# Task directions
Arrange the lines starting at the one that contains "Detection brief: inspect the image and locate bush." and ending at the one that contains "(83, 100), (231, 155)" as a Markdown table with the columns Num and Content, leaving out blank lines.

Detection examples
— BEGIN —
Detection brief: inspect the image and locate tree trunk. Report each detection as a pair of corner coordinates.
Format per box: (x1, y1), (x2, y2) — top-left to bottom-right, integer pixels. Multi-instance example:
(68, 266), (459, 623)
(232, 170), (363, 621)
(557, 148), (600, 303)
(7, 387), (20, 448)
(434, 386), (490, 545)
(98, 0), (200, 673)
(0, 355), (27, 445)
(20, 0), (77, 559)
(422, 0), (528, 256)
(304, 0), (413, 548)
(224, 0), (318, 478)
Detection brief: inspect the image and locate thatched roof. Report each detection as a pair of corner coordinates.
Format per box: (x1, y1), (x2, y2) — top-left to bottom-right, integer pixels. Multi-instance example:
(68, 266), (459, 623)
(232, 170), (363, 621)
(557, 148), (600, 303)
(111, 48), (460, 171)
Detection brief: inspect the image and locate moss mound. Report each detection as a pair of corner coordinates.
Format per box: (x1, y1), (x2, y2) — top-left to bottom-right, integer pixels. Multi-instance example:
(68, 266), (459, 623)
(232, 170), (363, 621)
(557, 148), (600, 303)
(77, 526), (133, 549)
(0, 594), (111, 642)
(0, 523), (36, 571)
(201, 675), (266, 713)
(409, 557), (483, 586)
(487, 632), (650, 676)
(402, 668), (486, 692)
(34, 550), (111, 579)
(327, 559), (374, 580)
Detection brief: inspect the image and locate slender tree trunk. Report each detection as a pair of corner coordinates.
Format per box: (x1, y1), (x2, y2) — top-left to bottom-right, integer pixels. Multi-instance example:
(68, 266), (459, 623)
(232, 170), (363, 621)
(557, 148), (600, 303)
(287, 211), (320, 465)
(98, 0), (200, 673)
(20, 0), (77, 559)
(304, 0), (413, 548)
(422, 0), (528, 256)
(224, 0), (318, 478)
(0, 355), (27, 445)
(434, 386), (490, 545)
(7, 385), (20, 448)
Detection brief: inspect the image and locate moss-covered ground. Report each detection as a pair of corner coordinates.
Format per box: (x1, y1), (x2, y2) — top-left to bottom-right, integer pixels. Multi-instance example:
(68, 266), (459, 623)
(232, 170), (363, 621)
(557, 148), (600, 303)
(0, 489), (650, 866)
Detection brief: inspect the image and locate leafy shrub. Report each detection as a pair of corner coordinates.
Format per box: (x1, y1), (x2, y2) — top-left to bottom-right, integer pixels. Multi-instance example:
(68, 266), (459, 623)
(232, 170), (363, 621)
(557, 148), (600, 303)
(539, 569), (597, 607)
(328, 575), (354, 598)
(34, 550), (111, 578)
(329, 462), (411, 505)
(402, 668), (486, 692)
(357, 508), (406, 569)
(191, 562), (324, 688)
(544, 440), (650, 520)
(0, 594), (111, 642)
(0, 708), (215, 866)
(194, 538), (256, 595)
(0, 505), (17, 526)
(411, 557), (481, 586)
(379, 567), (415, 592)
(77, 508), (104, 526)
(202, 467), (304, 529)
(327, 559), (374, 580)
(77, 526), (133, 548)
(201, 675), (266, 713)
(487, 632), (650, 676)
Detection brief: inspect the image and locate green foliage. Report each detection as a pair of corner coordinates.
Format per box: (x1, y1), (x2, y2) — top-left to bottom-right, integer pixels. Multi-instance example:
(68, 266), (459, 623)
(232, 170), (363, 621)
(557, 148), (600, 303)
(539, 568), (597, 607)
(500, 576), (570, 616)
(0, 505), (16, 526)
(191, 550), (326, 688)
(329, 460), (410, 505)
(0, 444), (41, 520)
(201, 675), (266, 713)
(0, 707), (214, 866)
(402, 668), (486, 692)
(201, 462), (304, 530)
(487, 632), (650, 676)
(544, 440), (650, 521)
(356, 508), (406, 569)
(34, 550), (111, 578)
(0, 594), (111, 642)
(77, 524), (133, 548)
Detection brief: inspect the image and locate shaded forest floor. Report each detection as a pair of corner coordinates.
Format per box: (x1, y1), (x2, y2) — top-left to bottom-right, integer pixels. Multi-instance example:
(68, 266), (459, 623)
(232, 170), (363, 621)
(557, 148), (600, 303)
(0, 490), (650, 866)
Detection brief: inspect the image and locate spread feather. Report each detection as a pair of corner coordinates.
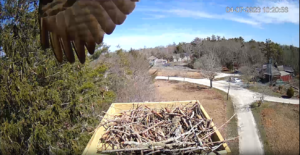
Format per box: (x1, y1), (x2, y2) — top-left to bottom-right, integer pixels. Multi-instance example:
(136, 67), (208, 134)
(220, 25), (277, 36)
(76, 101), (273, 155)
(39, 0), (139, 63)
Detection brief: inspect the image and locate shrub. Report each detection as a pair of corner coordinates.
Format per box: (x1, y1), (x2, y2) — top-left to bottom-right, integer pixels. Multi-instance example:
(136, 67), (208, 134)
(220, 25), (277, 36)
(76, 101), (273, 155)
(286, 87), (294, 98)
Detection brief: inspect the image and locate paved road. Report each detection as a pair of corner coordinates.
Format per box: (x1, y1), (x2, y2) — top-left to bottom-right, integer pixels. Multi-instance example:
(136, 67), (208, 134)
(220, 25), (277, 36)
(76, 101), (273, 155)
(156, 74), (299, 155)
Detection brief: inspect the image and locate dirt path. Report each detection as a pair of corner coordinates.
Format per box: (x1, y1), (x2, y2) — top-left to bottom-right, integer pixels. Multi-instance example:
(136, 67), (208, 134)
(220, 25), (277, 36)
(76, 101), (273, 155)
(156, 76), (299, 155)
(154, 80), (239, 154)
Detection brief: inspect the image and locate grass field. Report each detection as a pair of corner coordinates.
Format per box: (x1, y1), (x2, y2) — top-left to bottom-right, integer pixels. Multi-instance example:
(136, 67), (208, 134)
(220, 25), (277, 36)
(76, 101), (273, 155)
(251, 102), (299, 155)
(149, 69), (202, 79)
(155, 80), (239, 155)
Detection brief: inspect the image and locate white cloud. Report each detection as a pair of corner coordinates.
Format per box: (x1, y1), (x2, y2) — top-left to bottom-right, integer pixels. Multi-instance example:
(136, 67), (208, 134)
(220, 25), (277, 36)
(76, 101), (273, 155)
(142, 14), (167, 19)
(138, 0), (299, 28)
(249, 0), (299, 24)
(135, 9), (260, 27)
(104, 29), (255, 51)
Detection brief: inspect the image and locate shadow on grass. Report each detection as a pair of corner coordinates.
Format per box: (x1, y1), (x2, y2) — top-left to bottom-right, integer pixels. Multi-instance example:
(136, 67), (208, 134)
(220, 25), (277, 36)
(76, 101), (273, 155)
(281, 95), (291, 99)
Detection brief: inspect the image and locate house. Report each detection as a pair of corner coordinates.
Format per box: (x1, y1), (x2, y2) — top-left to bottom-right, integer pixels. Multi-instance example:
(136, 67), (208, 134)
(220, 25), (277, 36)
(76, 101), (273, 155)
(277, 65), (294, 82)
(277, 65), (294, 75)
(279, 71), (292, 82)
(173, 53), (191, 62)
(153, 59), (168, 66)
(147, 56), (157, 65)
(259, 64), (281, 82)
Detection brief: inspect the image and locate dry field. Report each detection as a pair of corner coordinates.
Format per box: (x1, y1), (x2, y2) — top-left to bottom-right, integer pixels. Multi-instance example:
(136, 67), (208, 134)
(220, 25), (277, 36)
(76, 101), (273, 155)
— END —
— BEGIN —
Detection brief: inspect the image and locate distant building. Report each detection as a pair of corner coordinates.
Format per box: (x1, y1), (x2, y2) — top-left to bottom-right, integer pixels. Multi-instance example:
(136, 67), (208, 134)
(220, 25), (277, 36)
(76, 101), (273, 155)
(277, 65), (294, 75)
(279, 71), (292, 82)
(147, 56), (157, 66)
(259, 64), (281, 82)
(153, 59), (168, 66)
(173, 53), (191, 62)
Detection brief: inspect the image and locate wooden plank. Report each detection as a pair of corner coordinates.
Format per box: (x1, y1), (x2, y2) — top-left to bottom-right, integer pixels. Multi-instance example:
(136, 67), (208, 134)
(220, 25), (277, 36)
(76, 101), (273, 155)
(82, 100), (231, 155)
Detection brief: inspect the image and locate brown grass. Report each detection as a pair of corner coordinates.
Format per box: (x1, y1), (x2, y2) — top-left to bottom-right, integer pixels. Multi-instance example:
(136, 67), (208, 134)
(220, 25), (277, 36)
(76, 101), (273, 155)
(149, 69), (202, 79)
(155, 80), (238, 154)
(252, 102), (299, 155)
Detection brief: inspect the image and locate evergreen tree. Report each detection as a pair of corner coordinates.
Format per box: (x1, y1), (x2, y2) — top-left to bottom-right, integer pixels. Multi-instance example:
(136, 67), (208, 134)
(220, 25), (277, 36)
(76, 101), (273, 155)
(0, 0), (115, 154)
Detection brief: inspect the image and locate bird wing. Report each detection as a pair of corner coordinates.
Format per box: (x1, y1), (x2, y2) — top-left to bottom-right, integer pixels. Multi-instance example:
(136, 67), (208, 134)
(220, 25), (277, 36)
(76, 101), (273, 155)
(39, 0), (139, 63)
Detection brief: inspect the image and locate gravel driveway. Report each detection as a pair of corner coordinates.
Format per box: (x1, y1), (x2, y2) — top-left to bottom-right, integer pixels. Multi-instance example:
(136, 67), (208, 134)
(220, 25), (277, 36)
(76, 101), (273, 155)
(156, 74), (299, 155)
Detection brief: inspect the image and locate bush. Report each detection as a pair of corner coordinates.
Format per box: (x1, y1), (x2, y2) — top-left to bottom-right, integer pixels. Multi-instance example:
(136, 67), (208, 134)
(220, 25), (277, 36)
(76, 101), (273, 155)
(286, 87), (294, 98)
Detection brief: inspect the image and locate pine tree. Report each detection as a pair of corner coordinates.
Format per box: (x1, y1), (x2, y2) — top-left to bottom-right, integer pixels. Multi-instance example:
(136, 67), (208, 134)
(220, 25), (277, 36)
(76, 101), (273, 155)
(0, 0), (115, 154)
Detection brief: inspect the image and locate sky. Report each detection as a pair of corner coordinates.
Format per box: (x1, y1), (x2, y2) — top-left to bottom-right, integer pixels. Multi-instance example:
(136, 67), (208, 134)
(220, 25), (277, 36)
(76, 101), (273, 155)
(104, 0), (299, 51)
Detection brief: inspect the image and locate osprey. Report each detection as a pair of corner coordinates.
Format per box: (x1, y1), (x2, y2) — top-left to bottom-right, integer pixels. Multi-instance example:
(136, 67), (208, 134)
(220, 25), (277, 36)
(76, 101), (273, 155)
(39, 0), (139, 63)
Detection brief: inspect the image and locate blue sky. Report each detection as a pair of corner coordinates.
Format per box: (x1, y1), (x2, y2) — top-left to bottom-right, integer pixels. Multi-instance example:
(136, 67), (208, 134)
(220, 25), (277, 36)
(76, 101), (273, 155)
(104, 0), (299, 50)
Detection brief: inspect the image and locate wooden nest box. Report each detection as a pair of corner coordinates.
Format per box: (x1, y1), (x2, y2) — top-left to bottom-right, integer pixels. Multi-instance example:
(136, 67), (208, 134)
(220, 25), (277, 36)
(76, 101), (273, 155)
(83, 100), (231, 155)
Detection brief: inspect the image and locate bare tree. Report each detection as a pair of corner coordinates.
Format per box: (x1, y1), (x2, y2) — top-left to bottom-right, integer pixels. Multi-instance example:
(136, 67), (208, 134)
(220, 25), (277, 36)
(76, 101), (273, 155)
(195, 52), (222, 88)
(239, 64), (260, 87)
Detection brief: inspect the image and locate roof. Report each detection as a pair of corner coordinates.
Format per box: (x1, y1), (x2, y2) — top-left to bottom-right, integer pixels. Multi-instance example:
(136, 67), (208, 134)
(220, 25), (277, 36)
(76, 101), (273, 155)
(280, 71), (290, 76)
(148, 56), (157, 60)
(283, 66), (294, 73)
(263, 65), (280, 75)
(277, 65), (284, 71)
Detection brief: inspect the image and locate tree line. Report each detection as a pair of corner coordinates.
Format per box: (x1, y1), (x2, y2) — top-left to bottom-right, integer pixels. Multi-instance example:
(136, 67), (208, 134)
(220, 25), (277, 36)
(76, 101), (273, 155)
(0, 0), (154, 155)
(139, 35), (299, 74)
— END —
# Reply
| Num | Content |
|---|---|
| 1 | Detection brief: inspect the image and locate bush. Report each detection as a pair of corner coordinates. |
| 2 | Format per box: (x1, y1), (x2, y2) — top-left to bottom-right, integer pixels. Multi-instance example: |
| 3 | (136, 67), (208, 134) |
| 4 | (220, 25), (277, 36) |
| 5 | (76, 101), (273, 155) |
| 6 | (286, 87), (294, 98) |
| 7 | Detection brief: inspect the image and locate pine tree. Report each detection as a pair of corner coordinates. |
| 8 | Format per box: (x1, y1), (x2, y2) — top-left to bottom-right, integer pixels. Multi-instance example: |
| 9 | (136, 67), (208, 134) |
| 10 | (220, 25), (277, 36) |
| 11 | (76, 101), (273, 155) |
| 12 | (0, 0), (115, 154) |
| 13 | Detection brief: inspect the image and locate sky. Report each detection as a pair of corner coordinates. |
| 14 | Format per box: (x1, y1), (x2, y2) — top-left to bottom-right, integer pixels. Multi-instance example: |
| 15 | (136, 67), (208, 134) |
| 16 | (220, 25), (277, 36) |
| 17 | (76, 101), (273, 155) |
| 18 | (104, 0), (299, 51) |
| 19 | Detection brief: inspect the image and locate osprey. Report each detection as a pair of corner coordinates. |
| 20 | Format per box: (x1, y1), (x2, y2) — top-left to bottom-right, integer pixels. Multi-instance example: |
| 21 | (136, 67), (208, 134) |
| 22 | (220, 25), (277, 36) |
| 23 | (76, 101), (273, 155) |
| 24 | (39, 0), (139, 63) |
| 25 | Detection brief: inspect the image and locate blue sky. Report each detection as a pair of corner coordinates. |
| 26 | Format per box: (x1, y1), (x2, y2) — top-left to bottom-right, integer pixels. Multi-instance example: |
| 27 | (136, 67), (208, 134) |
| 28 | (220, 25), (277, 36) |
| 29 | (76, 101), (273, 155) |
| 30 | (104, 0), (299, 50) |
| 31 | Detection brief: inspect the image and locate wooden nest box. Report each detection as a pair of corner coordinates. |
| 32 | Format per box: (x1, y1), (x2, y2) — top-left to bottom-right, integer pixels. Multi-instance example: |
| 33 | (136, 67), (208, 134) |
| 34 | (220, 25), (277, 36) |
| 35 | (76, 101), (273, 155) |
| 36 | (83, 100), (231, 155) |